Joi T. Arcand (née en 1982), ᓃᒦᐦᑐ nīmīhto, 2019, tubes néon, transformateur, plexiglas, épreuve d’artiste, 61 x 111,8 x 13,3 cm. MBAM, achat, grâce à la générosité d’An-Lap Vo-Dignard et de Jennifer Nguyen. Photo MBAM, Jean-François Brière
C’est dans la série photographique « Here on Future Earth » (2009) que le cahkipēhikana figure pour la première fois dans l’œuvre d’Arcand. Composées à l’aide de technologies numériques, ces images représentent des scènes en apparence familières; des rues et des bâtiments de différentes villes de Saskatchewan (Saskatoon, North Battleford et Prince Albert). L’artiste a collaboré avec Darryl Chamakese, un spécialiste linguistique de Chitek Lake, dans le cadre de ce projet. Les enseignes qu’on y observe ont été visuellement et symboliquement « resituées » dans un espace-temps où le cahkipēhikana prédomine. L’omniprésence de ces caractères laisse sous-entendre que le nēhiyawēwin s’affiche fièrement dans cet univers parallèle et qu’une nouvelle génération le parle couramment à travers les plaines.
Joi T. Arcand (née en 1982), Northern Pawn, South Vietnam, 2009, de la série « Here on Future Earth »
Pour Arcand, ces photographies ne représentent pas un futur autochtone rêvé, mais un présent réinventé. Elles lui permettent de se réapproprier son propre territoire pour en faire un lieu visiblement cri. Éditrice fondatrice du magazine d’art autochtone kimiwan (2012-2014) et participante de la résidence Journal1, l’artiste voit derrière chaque concept fort et inspiré des pistes de solution pour pallier le manque de représentation des langues, de l’esthétique et des histoires autochtones.

> **DONNÉES DISPONIBLES**

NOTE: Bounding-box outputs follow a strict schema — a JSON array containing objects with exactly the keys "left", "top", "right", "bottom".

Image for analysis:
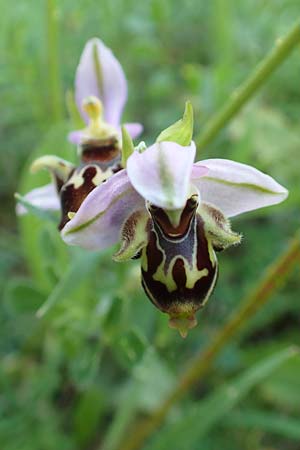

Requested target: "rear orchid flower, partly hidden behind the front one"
[{"left": 17, "top": 38, "right": 143, "bottom": 229}]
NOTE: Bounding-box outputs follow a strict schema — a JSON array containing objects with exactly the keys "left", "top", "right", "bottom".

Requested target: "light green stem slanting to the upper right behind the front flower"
[{"left": 195, "top": 22, "right": 300, "bottom": 151}]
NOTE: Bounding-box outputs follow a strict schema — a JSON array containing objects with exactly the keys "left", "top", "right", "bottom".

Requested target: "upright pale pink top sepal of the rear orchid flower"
[{"left": 75, "top": 38, "right": 127, "bottom": 126}]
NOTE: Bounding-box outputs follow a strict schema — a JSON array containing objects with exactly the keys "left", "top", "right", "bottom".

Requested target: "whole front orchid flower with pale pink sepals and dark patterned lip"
[{"left": 53, "top": 104, "right": 288, "bottom": 336}]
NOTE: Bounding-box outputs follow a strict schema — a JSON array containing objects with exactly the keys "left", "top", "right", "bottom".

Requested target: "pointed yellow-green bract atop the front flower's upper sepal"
[{"left": 156, "top": 102, "right": 194, "bottom": 146}]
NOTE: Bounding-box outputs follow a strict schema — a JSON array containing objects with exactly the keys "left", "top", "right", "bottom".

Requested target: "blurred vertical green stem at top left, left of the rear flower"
[{"left": 46, "top": 0, "right": 63, "bottom": 122}]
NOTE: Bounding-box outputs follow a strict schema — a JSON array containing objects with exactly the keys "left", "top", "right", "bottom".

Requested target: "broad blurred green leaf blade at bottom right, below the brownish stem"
[{"left": 146, "top": 348, "right": 299, "bottom": 450}]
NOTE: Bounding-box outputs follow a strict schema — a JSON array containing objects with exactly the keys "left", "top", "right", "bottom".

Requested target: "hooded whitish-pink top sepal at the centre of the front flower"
[{"left": 127, "top": 142, "right": 196, "bottom": 209}]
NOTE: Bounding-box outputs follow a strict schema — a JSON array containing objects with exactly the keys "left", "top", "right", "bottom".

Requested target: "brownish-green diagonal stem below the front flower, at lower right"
[{"left": 122, "top": 230, "right": 300, "bottom": 450}]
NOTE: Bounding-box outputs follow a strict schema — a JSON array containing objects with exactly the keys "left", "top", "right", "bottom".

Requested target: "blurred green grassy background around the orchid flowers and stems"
[{"left": 0, "top": 0, "right": 300, "bottom": 450}]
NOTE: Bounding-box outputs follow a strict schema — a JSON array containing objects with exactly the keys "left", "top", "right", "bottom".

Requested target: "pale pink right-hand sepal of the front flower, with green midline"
[{"left": 192, "top": 159, "right": 288, "bottom": 217}]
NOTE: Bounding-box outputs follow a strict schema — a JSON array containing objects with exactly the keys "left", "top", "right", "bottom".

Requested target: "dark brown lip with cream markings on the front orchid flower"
[{"left": 142, "top": 198, "right": 217, "bottom": 328}]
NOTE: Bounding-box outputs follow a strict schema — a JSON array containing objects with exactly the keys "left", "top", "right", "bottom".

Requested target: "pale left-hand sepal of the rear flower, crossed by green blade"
[{"left": 16, "top": 183, "right": 60, "bottom": 215}]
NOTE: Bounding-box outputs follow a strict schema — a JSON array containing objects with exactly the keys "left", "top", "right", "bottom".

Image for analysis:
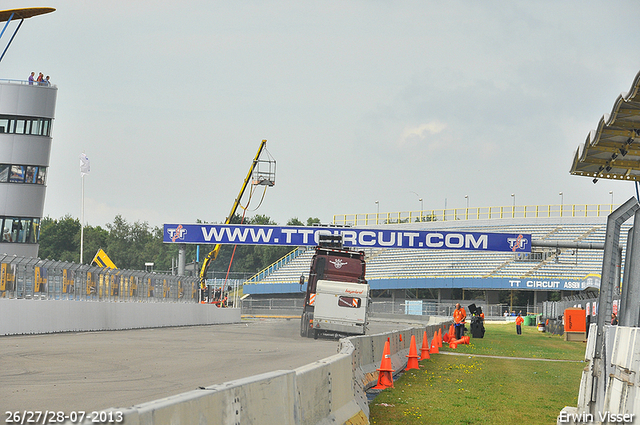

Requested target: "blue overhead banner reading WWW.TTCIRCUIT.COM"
[{"left": 163, "top": 224, "right": 531, "bottom": 252}]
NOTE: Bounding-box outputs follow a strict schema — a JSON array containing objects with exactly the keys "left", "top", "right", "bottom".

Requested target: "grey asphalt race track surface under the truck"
[{"left": 0, "top": 319, "right": 409, "bottom": 413}]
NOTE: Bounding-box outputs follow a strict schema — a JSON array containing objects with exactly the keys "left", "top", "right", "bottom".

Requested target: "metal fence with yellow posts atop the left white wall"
[{"left": 0, "top": 254, "right": 199, "bottom": 302}]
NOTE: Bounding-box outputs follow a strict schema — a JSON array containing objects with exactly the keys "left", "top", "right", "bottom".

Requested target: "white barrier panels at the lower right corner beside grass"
[{"left": 557, "top": 324, "right": 640, "bottom": 425}]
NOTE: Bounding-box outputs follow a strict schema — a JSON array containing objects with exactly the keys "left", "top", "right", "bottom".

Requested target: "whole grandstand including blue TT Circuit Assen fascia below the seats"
[{"left": 245, "top": 206, "right": 631, "bottom": 294}]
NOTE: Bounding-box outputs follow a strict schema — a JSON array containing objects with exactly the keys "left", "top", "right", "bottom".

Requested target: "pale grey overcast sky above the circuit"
[{"left": 0, "top": 0, "right": 640, "bottom": 226}]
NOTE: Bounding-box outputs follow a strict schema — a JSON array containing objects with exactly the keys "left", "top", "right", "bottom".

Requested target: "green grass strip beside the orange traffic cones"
[{"left": 370, "top": 324, "right": 585, "bottom": 425}]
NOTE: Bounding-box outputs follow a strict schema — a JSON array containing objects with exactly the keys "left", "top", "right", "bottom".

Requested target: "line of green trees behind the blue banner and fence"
[{"left": 38, "top": 214, "right": 320, "bottom": 277}]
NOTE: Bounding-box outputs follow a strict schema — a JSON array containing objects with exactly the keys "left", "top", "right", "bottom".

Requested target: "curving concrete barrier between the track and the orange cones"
[{"left": 85, "top": 320, "right": 450, "bottom": 425}]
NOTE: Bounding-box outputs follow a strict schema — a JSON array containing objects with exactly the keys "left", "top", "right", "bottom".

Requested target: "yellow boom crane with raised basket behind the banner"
[{"left": 200, "top": 140, "right": 276, "bottom": 290}]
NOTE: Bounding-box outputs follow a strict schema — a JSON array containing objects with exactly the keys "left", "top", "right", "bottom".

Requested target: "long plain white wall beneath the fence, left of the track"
[{"left": 0, "top": 298, "right": 240, "bottom": 335}]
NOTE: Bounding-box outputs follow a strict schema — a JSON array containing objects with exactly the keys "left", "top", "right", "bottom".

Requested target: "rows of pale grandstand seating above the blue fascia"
[{"left": 246, "top": 217, "right": 630, "bottom": 284}]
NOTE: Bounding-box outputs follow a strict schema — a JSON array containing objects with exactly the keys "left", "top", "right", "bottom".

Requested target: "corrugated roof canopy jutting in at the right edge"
[{"left": 571, "top": 72, "right": 640, "bottom": 183}]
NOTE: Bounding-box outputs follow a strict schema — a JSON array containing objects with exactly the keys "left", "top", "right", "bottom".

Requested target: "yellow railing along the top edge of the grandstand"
[{"left": 332, "top": 204, "right": 616, "bottom": 226}]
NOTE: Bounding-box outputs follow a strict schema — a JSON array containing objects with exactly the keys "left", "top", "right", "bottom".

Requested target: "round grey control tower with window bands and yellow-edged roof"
[{"left": 0, "top": 8, "right": 58, "bottom": 257}]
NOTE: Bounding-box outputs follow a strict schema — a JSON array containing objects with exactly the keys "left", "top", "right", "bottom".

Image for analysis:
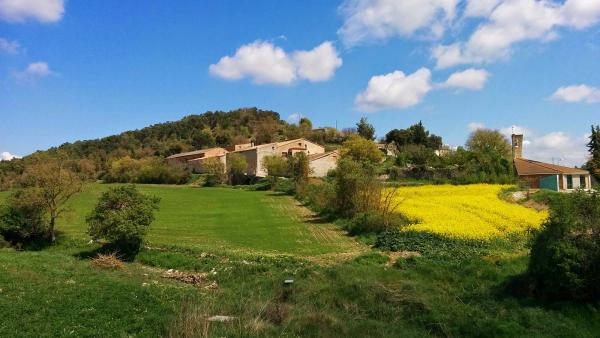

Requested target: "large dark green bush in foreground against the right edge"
[{"left": 528, "top": 192, "right": 600, "bottom": 301}]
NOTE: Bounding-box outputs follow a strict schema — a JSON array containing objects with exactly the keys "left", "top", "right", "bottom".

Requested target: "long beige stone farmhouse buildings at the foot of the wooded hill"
[{"left": 167, "top": 138, "right": 339, "bottom": 177}]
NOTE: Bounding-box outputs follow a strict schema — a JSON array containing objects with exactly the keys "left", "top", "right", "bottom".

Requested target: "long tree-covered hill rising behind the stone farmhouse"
[{"left": 0, "top": 108, "right": 343, "bottom": 189}]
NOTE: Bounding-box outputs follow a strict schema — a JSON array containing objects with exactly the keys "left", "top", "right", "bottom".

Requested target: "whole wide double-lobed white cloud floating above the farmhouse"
[{"left": 209, "top": 41, "right": 342, "bottom": 85}]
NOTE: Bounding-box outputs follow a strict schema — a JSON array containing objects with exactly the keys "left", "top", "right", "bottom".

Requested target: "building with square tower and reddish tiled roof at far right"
[{"left": 512, "top": 134, "right": 592, "bottom": 192}]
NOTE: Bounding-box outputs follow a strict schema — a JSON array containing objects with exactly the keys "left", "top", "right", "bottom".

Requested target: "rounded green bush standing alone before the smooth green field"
[{"left": 87, "top": 185, "right": 160, "bottom": 258}]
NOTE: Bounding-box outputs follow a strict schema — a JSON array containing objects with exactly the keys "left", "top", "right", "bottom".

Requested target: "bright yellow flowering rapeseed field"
[{"left": 395, "top": 184, "right": 548, "bottom": 240}]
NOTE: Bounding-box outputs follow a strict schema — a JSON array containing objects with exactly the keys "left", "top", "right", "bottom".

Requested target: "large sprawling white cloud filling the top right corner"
[{"left": 432, "top": 0, "right": 600, "bottom": 68}]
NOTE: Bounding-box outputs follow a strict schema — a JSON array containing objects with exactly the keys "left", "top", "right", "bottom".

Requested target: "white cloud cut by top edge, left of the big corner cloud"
[{"left": 338, "top": 0, "right": 458, "bottom": 46}]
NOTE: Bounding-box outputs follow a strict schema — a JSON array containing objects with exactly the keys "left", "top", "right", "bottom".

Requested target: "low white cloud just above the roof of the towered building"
[{"left": 500, "top": 126, "right": 589, "bottom": 166}]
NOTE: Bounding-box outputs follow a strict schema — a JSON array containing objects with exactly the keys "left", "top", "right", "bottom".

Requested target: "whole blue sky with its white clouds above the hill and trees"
[{"left": 0, "top": 0, "right": 600, "bottom": 165}]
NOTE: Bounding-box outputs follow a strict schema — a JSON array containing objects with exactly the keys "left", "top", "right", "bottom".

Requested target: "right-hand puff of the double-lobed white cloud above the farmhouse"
[{"left": 292, "top": 41, "right": 342, "bottom": 82}]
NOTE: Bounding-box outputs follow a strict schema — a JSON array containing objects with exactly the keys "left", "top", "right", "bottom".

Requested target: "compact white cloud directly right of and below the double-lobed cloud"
[{"left": 355, "top": 68, "right": 432, "bottom": 111}]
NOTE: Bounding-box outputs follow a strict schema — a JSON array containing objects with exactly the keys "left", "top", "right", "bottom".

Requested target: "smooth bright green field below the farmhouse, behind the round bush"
[{"left": 52, "top": 184, "right": 358, "bottom": 256}]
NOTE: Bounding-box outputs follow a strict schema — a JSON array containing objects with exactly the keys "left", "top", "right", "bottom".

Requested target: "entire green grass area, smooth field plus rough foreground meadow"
[{"left": 0, "top": 185, "right": 600, "bottom": 337}]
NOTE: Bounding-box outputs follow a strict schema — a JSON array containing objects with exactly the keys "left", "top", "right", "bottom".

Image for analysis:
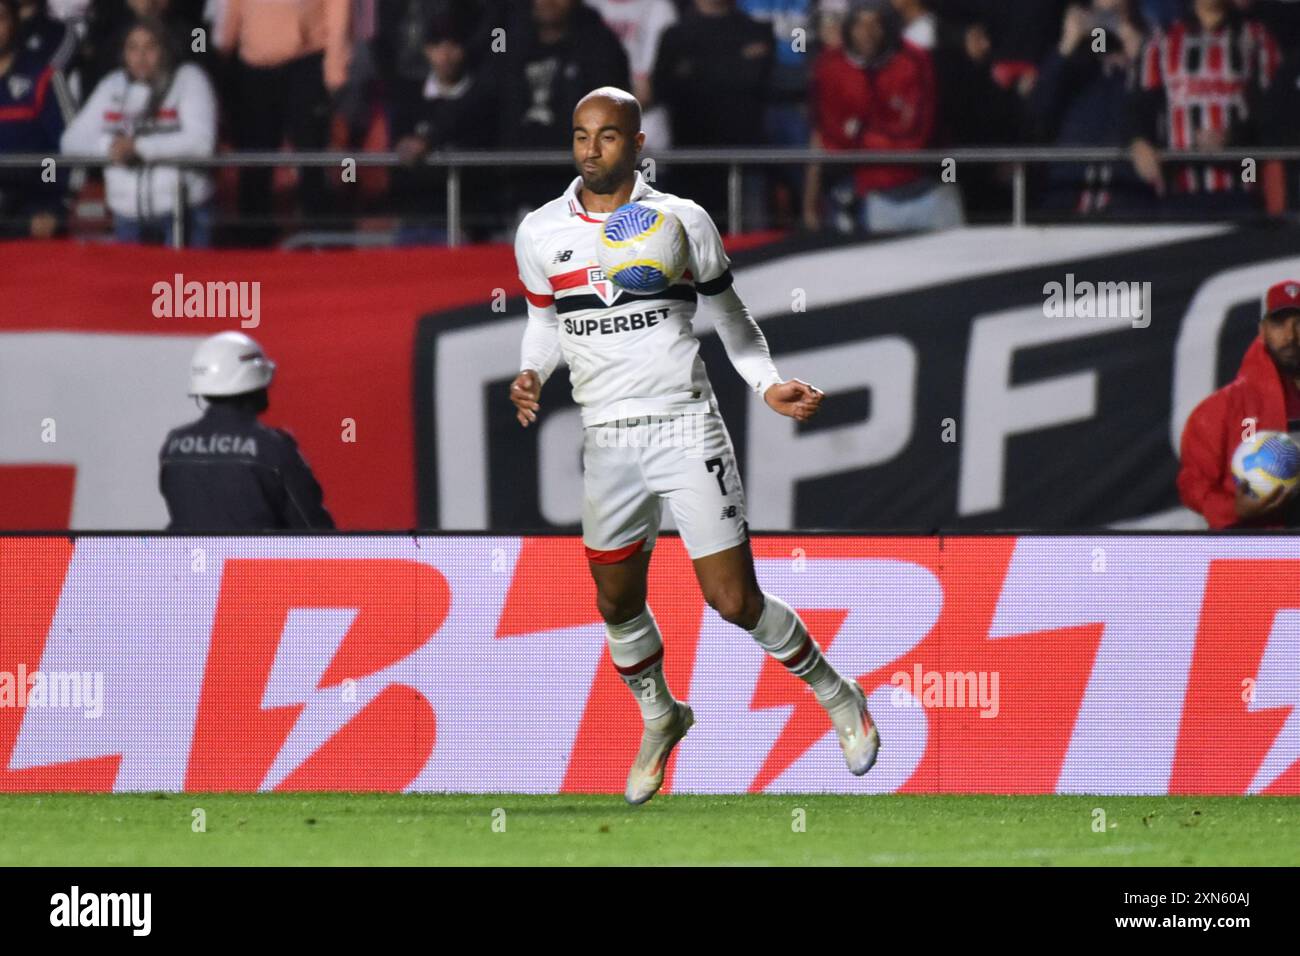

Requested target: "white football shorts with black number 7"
[{"left": 582, "top": 411, "right": 749, "bottom": 564}]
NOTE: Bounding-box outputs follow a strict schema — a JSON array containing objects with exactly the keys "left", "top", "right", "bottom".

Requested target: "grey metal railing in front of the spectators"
[{"left": 0, "top": 146, "right": 1300, "bottom": 247}]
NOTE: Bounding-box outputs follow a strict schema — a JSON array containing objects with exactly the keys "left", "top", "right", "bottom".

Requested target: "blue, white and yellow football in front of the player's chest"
[{"left": 597, "top": 203, "right": 689, "bottom": 293}]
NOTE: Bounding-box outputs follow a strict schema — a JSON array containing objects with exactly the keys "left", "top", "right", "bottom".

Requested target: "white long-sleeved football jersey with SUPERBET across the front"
[{"left": 515, "top": 172, "right": 780, "bottom": 425}]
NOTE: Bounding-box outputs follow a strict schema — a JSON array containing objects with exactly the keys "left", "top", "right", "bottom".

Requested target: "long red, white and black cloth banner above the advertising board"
[{"left": 0, "top": 225, "right": 1300, "bottom": 533}]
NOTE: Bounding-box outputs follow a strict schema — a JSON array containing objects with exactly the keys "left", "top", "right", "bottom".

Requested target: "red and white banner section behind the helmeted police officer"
[{"left": 0, "top": 233, "right": 772, "bottom": 531}]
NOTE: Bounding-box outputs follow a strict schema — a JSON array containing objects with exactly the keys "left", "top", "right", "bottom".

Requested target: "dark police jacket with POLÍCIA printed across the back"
[{"left": 159, "top": 405, "right": 334, "bottom": 531}]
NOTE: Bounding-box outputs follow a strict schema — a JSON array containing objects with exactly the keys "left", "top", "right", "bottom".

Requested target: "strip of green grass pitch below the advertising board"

> **TÂCHES À RÉALISER**
**1.** Traduisez en anglais la phrase suivante de l'extrait sur l'œuvre de Joi T. Arcand : « L’artiste a collaboré avec Darryl Chamakese, un spécialiste linguistique de Chitek Lake, dans le cadre de ce projet. »
**2.** Poursuivez l'extrait sur l'œuvre de Joi T. Arcand à la suite de sa dernière phrase.

> **CORRIGÉ DE L'EXERCICE**
**1.** The artist collaborated with Darryl Chamakese, a language specialist from Chitek Lake, on this project.

**2.**
En 2016, le projet d’Arcand a pris la forme d’œuvres in situ. Elle s’est mise à intégrer des enseignes faites de lumières DEL, de vinyle ou de néons au sein de divers espaces publics et bâtiments. Composées de phrases courtes, celles-ci symbolisent l’affirmation des communautés autochtones de même que leur avenir. Elles incitent d’autres peuples à se réapproprier les langages visuels et verbaux hérités des ancêtres et à revendiquer l’identité qui leur a été volée par le biais de procédés colonialistes, comme la Loi sur les Indiens, les pensionnats, la rafle des années 1960, le meurtre et l’enlèvement de femmes, de filles et de personnes bispirituelles autochtones – une véritable épidémie – et, plus près de nous, le traitement discriminatoire de personnes autochtones dans les systèmes de la santé et de l’éducation du Québec.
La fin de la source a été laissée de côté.